— Begin INPUT MATERIAL —

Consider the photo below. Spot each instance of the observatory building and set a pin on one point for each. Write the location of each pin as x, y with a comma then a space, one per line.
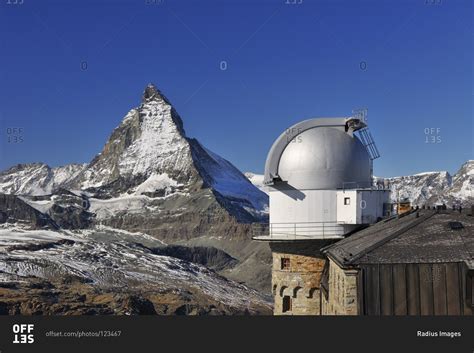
319, 175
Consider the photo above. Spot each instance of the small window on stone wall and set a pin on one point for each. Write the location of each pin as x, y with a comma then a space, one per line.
285, 263
470, 288
286, 303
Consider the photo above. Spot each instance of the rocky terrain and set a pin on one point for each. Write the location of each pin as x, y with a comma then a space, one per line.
106, 271
149, 179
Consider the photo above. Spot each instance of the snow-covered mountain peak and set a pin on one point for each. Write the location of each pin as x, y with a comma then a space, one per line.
151, 93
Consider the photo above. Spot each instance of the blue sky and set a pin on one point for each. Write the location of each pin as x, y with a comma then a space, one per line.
70, 70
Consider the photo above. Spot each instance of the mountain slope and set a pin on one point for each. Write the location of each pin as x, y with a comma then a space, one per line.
108, 271
427, 188
151, 178
37, 178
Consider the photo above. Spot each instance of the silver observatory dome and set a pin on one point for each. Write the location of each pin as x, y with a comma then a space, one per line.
319, 154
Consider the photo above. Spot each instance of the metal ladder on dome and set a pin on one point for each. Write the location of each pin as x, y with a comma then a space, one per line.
365, 135
369, 143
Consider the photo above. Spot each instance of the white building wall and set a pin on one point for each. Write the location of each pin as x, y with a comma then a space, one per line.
360, 206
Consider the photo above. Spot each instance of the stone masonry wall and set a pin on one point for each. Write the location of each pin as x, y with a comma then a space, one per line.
299, 280
342, 294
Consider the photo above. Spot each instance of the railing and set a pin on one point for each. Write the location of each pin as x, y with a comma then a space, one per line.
299, 230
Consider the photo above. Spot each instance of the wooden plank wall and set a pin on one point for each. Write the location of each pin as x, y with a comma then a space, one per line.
413, 289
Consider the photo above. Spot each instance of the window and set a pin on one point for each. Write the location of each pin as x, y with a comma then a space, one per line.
286, 303
285, 263
470, 287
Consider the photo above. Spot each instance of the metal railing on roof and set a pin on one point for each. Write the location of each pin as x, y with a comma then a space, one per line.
298, 230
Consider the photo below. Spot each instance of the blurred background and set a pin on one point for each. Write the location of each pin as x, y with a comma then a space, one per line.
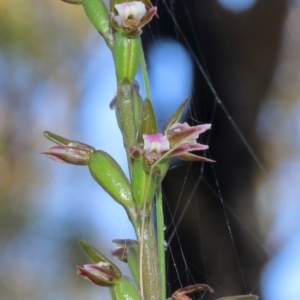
236, 222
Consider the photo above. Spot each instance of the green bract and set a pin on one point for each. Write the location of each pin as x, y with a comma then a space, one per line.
124, 289
107, 172
148, 124
142, 184
126, 54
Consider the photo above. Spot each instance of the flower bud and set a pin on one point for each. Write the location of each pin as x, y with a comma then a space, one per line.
102, 272
68, 151
99, 273
68, 154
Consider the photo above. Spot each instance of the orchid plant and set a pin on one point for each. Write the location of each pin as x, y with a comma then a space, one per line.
148, 154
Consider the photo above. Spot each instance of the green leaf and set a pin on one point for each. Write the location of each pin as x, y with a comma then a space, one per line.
176, 116
97, 13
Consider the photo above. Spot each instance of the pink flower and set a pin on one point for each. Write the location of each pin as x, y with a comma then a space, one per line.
179, 140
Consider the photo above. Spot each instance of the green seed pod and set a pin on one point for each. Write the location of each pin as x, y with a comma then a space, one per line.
141, 184
107, 172
137, 105
97, 13
124, 289
126, 54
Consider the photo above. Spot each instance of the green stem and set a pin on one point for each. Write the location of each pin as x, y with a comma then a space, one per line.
150, 282
161, 242
145, 73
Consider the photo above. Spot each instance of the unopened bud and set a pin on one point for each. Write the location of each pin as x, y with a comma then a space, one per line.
69, 154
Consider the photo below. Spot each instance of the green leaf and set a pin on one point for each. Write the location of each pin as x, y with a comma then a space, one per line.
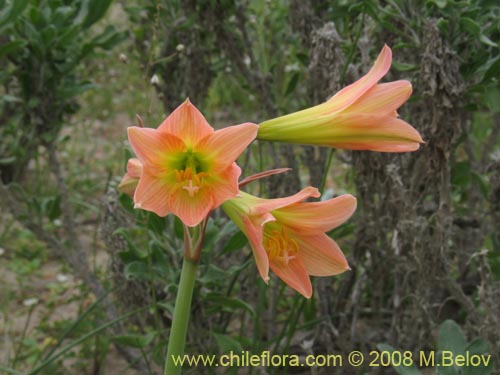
9, 14
484, 39
11, 47
470, 26
492, 99
92, 11
135, 341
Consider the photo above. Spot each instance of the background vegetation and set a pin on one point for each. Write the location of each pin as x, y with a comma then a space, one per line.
88, 283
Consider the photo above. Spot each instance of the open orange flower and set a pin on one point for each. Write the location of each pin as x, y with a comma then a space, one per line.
188, 168
362, 116
288, 235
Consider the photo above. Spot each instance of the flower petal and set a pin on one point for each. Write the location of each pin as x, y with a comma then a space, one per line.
224, 185
295, 275
190, 208
134, 167
317, 216
382, 99
153, 147
266, 205
187, 123
151, 194
225, 145
373, 132
321, 255
348, 95
254, 232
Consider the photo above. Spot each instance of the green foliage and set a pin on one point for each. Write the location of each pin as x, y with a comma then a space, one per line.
44, 46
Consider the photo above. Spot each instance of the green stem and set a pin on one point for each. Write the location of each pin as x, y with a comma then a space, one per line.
180, 320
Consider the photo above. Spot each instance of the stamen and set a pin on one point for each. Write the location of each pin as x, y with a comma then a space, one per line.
191, 189
280, 247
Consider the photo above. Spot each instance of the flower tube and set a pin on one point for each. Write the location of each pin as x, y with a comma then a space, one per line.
362, 116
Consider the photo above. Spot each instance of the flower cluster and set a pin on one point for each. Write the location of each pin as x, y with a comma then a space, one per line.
186, 168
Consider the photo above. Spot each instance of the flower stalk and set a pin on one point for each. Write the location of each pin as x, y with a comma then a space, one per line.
180, 321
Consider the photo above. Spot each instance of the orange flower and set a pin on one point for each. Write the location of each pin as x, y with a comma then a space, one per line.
289, 236
129, 182
188, 168
362, 116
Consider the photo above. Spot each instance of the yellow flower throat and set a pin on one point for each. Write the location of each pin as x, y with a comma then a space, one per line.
279, 246
190, 175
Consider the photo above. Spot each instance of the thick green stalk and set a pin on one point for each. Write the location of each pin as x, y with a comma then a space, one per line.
180, 320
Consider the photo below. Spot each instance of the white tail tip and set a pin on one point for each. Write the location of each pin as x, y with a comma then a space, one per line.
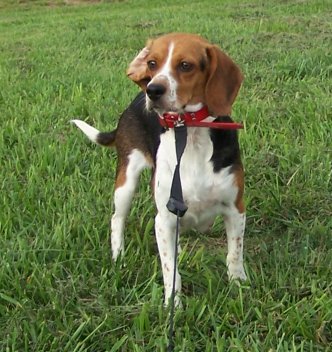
89, 131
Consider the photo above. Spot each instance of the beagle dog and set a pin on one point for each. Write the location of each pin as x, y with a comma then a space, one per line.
180, 74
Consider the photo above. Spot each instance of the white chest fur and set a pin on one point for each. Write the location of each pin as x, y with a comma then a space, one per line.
205, 192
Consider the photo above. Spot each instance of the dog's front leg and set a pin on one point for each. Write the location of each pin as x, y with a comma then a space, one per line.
235, 225
165, 227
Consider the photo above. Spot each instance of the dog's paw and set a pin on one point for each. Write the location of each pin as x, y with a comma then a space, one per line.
236, 272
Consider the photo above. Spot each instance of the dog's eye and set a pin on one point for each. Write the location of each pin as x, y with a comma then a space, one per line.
185, 66
152, 65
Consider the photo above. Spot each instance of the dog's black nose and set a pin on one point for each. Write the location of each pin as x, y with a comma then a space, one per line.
155, 91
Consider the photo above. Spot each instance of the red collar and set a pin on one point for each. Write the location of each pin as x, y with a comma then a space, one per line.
194, 119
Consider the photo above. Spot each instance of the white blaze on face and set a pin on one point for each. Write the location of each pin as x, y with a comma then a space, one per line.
165, 77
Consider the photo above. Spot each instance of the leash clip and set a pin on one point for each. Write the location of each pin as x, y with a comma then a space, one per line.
179, 122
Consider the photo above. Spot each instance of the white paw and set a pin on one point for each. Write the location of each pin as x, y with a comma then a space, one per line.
236, 272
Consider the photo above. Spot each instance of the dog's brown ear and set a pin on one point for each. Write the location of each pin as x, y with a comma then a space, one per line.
138, 69
223, 82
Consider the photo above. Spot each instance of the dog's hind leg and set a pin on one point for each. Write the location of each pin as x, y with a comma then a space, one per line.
128, 172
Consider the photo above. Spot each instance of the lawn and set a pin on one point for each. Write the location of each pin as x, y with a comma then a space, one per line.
59, 290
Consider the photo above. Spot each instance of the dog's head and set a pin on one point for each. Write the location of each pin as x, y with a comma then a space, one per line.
180, 72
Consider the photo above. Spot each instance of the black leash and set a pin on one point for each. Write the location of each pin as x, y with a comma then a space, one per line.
176, 206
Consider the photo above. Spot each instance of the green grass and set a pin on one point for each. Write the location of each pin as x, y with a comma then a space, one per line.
59, 290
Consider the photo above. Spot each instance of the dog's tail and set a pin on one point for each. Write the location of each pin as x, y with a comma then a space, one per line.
106, 139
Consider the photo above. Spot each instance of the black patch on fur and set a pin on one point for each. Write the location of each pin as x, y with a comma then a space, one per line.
226, 150
139, 128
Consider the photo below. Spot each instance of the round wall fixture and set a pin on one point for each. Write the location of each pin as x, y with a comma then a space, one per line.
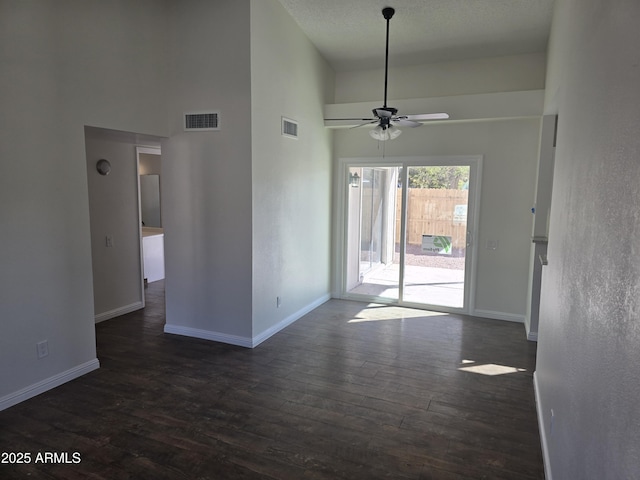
103, 166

— End INPUT MATERIAL —

WHAT YOU ARE ASKED TO DO: Starting with the line that holds "Consider the photo above. Spot each instance of the green grass", repeat exactly every line through the end of the material above, both ends included, without the pictures.

WRITTEN RESPONSE:
Consider the photo above. Spot each instance of the green grass and set a pin on one point for each. Write the location of each pin as x, y with a comma then a space, one per line.
59, 290
Consider the photo above. Spot each instance of the dog's tail and set a pin on one point for each. Write the location of each pin as x, y with a comma then a space, one per line.
106, 139
Consider the photo above. Spot each instance of the black patch on fur and set a pin on one point for each. Write the location of each pin as x, y with a comma then a space, one per line.
226, 150
139, 128
Consider the photo below. Spot each instance of the round wall fixture and set a pin on one point for each. Write the location of each pin as x, y with a comma then a space, one per line.
103, 166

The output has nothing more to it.